[What is required] Which lines of the material below contain the string "road", matching case exactly? Extract each of those lines in full.
>> Begin Data
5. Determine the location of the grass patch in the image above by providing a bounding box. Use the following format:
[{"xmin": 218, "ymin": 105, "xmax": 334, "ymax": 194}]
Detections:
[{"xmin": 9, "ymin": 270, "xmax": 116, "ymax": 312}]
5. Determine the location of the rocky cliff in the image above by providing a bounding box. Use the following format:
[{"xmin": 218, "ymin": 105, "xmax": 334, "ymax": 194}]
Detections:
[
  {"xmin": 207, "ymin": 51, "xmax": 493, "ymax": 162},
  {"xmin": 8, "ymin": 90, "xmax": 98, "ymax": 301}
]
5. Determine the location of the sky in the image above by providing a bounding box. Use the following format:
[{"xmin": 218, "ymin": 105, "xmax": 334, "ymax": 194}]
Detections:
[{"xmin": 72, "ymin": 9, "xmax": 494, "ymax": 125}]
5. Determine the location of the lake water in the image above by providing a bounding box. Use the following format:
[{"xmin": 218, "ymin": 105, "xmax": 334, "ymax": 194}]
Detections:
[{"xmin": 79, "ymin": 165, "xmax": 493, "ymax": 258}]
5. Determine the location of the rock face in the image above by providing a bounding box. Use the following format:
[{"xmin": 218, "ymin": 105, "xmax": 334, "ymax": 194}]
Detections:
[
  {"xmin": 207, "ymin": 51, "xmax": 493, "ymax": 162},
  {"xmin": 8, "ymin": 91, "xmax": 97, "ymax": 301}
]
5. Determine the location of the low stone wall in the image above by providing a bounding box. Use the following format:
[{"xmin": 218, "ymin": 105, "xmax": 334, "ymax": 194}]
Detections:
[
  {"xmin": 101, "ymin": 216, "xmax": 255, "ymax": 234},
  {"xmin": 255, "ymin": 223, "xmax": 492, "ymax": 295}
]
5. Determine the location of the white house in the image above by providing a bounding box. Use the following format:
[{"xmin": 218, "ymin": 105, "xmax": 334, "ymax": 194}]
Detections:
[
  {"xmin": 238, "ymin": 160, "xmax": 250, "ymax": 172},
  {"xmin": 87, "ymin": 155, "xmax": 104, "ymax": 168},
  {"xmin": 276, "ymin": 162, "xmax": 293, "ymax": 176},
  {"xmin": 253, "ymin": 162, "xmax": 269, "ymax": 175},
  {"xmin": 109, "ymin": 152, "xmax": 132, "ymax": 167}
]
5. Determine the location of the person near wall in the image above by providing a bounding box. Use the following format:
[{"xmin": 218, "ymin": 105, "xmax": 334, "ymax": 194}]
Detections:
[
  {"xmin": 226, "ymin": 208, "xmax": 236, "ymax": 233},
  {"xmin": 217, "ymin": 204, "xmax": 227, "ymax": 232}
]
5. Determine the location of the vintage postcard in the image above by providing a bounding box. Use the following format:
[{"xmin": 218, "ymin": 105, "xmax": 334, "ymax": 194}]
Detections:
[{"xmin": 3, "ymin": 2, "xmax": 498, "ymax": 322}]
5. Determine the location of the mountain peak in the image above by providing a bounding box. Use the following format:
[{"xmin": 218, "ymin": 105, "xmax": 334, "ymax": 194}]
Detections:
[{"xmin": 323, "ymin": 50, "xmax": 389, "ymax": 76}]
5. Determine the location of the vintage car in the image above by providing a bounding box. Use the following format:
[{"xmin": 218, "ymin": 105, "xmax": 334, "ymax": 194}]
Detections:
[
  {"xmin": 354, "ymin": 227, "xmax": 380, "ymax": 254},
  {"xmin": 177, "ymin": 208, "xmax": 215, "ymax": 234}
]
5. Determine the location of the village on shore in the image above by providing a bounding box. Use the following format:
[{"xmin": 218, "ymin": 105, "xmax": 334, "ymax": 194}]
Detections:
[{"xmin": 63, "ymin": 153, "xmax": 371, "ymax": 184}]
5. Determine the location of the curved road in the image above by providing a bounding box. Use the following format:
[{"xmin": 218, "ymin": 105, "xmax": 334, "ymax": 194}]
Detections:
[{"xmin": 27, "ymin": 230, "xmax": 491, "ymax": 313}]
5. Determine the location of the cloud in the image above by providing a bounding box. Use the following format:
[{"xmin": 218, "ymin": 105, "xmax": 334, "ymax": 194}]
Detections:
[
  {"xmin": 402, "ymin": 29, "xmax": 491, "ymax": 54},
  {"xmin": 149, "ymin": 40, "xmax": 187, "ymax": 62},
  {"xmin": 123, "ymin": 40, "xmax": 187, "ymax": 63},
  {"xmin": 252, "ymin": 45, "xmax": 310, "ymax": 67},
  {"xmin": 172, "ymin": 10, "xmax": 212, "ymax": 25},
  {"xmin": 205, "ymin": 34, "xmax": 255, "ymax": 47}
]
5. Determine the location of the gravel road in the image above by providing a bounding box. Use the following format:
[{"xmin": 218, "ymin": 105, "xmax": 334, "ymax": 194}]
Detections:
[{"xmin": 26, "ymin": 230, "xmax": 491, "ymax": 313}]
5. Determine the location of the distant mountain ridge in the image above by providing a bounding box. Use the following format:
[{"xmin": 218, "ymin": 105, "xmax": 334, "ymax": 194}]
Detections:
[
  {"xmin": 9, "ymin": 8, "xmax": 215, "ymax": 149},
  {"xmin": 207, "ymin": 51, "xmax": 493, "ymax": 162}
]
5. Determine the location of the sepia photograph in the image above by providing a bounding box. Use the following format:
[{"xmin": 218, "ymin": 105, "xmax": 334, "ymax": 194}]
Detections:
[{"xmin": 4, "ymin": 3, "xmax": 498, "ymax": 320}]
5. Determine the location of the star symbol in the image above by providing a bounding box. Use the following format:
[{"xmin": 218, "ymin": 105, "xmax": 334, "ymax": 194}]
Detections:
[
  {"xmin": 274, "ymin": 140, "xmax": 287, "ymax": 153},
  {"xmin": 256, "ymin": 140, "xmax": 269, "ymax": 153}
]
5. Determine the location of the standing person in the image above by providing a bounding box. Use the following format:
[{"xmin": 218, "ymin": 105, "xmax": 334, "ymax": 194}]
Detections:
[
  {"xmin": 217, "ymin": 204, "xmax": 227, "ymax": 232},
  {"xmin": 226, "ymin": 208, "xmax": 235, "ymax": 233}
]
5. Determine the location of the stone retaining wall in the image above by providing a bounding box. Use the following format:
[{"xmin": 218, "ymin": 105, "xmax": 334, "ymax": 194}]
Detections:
>> End Data
[Task output]
5. Determine the location of the curved road in the image above by providing a bounding box. Use the following format:
5. Determine the location of the gravel road in the image above by providing a bounding box. Use the following format:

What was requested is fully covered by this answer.